Source records:
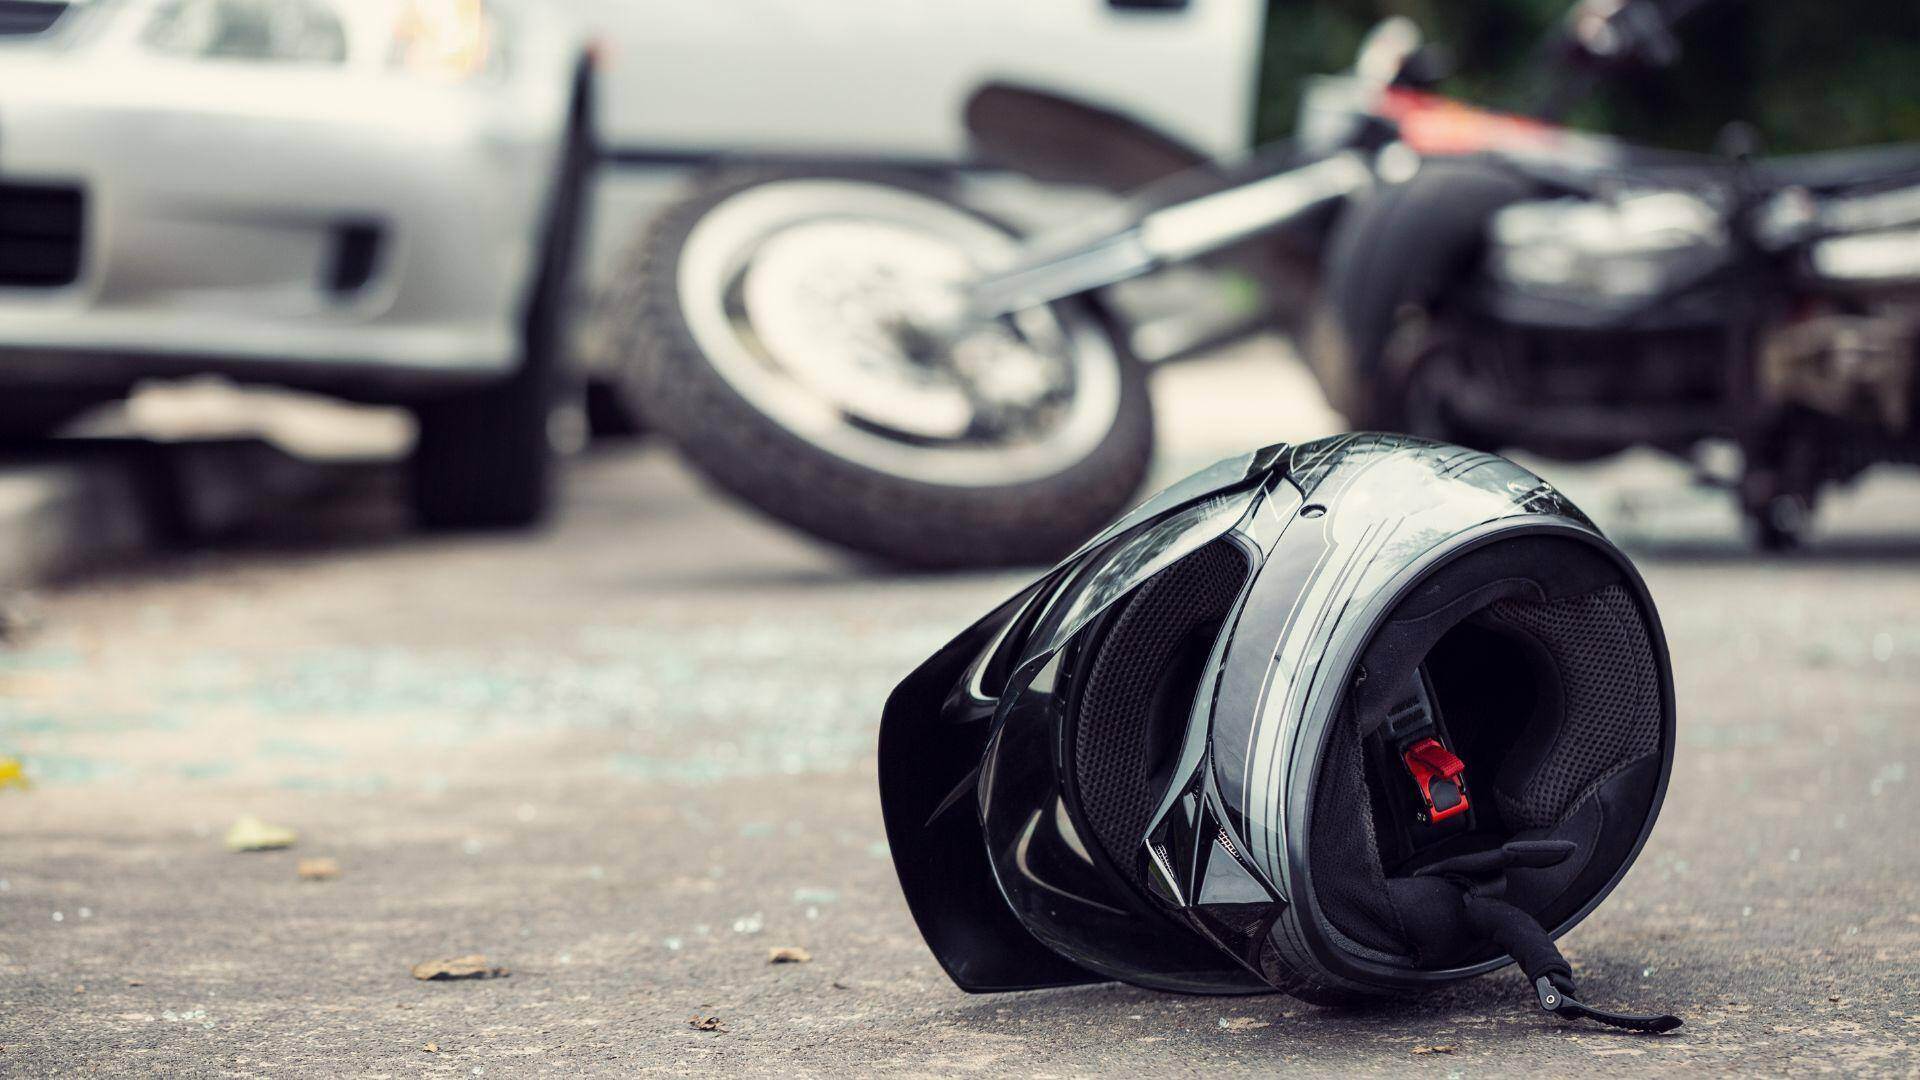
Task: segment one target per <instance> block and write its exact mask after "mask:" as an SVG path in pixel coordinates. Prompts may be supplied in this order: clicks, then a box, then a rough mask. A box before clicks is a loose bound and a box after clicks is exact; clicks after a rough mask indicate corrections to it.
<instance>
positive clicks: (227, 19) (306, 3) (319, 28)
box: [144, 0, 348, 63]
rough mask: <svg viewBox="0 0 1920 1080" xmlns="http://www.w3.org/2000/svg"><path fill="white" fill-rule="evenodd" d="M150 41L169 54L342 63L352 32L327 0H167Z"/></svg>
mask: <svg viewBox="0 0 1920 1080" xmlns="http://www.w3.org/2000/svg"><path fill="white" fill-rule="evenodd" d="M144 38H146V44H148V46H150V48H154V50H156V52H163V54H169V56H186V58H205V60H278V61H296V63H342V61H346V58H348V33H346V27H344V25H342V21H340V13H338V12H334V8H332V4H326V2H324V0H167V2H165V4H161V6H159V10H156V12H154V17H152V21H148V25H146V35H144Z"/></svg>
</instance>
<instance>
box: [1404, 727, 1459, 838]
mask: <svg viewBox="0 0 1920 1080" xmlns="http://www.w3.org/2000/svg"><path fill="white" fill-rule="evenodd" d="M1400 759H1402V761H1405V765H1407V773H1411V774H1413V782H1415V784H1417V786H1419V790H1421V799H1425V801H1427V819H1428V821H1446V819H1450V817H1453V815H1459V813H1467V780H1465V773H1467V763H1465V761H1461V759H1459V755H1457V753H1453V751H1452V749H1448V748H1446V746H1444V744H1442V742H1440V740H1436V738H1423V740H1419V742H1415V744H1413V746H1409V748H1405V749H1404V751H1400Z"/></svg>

* * *

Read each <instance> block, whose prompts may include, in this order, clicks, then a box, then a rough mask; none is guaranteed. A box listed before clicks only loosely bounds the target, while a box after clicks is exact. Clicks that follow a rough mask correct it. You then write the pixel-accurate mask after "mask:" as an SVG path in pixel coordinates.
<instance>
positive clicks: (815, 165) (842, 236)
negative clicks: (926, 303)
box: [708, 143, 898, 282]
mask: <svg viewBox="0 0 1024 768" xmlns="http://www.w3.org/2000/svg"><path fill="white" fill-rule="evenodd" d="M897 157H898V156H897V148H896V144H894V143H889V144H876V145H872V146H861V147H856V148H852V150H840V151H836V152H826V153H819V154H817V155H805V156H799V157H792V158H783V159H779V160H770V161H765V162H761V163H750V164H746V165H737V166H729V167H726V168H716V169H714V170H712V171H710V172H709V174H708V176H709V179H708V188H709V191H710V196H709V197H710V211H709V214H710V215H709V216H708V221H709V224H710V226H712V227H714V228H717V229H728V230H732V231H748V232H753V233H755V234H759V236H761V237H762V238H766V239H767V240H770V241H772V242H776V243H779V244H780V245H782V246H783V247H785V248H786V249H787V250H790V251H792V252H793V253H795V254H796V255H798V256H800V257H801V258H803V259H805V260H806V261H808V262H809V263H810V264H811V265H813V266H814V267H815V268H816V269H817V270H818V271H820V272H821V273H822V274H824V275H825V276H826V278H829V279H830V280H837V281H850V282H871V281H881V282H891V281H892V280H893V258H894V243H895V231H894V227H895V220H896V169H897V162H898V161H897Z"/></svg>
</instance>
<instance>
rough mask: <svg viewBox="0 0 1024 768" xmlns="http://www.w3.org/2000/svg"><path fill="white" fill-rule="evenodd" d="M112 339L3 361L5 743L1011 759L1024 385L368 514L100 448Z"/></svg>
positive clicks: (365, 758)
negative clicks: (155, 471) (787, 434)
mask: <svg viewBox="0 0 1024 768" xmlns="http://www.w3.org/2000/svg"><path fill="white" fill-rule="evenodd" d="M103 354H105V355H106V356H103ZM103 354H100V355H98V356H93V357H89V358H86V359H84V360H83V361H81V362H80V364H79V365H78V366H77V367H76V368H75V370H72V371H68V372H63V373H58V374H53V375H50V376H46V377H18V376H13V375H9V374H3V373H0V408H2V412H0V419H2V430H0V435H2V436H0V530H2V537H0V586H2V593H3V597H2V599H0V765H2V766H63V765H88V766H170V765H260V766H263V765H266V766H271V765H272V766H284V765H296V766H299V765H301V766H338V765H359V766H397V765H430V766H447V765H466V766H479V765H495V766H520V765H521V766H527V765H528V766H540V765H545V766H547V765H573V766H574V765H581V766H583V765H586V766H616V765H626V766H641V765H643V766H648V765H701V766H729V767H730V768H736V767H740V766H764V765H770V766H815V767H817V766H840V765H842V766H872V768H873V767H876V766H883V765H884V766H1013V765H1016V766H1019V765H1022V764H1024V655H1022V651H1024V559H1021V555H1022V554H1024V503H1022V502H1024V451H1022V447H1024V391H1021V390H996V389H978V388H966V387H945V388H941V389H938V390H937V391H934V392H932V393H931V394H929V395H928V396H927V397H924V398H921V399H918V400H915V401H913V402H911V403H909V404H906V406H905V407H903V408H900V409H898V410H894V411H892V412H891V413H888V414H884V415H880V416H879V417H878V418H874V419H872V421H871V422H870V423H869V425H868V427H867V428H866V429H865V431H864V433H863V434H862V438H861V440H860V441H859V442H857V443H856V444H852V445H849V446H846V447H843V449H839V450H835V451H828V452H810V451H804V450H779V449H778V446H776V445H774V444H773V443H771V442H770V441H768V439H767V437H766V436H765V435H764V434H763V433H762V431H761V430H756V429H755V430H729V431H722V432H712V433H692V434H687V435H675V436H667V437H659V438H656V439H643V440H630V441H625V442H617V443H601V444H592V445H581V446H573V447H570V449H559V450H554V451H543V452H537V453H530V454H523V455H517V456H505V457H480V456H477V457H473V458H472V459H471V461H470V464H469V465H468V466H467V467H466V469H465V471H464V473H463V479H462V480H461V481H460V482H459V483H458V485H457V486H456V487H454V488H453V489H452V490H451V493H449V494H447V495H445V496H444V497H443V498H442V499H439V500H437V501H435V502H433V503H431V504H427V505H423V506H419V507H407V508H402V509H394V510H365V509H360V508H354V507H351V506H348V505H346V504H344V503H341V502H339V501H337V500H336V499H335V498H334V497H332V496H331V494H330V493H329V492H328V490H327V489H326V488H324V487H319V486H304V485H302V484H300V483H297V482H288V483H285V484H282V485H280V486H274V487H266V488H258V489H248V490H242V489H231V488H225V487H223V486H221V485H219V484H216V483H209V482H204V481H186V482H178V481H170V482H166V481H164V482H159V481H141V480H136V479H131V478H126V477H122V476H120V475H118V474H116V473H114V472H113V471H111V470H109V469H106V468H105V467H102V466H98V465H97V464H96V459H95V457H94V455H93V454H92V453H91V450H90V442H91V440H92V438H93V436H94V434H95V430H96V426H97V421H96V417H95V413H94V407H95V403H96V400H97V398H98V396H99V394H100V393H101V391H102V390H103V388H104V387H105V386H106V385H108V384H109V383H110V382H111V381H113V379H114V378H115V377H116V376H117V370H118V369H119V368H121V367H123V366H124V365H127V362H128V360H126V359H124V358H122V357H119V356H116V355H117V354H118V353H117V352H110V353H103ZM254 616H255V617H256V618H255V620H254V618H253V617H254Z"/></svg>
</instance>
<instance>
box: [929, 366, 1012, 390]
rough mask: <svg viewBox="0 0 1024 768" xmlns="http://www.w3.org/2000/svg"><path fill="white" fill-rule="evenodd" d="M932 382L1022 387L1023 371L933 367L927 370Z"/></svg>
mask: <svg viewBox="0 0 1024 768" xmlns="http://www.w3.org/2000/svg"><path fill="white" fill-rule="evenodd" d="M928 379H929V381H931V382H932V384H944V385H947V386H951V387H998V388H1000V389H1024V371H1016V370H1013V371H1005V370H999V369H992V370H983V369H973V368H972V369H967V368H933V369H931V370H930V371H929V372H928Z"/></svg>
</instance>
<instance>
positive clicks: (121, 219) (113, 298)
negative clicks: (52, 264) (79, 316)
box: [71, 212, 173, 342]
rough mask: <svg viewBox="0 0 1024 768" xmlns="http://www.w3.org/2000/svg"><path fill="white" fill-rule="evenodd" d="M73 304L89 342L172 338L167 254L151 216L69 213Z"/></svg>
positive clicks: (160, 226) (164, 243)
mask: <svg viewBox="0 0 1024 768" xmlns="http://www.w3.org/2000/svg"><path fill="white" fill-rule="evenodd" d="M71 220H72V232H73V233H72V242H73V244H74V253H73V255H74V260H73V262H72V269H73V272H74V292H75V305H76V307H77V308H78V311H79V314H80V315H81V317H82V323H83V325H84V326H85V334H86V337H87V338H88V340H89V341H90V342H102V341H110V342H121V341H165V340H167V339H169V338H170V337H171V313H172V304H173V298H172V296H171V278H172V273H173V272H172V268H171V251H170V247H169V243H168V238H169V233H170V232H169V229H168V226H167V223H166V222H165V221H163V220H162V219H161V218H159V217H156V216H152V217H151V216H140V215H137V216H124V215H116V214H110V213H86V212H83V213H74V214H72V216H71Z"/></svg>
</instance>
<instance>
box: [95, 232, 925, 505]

What to work on:
Working from the data above, extract solely the lines from the one containing "box: [71, 212, 173, 342]" through the one containing "304L89 342L172 338L167", exactly as they appear, both included.

Output of the exercise:
box: [71, 212, 173, 342]
rough mask: <svg viewBox="0 0 1024 768" xmlns="http://www.w3.org/2000/svg"><path fill="white" fill-rule="evenodd" d="M73 304L89 342L172 338L167 254L151 216L69 213Z"/></svg>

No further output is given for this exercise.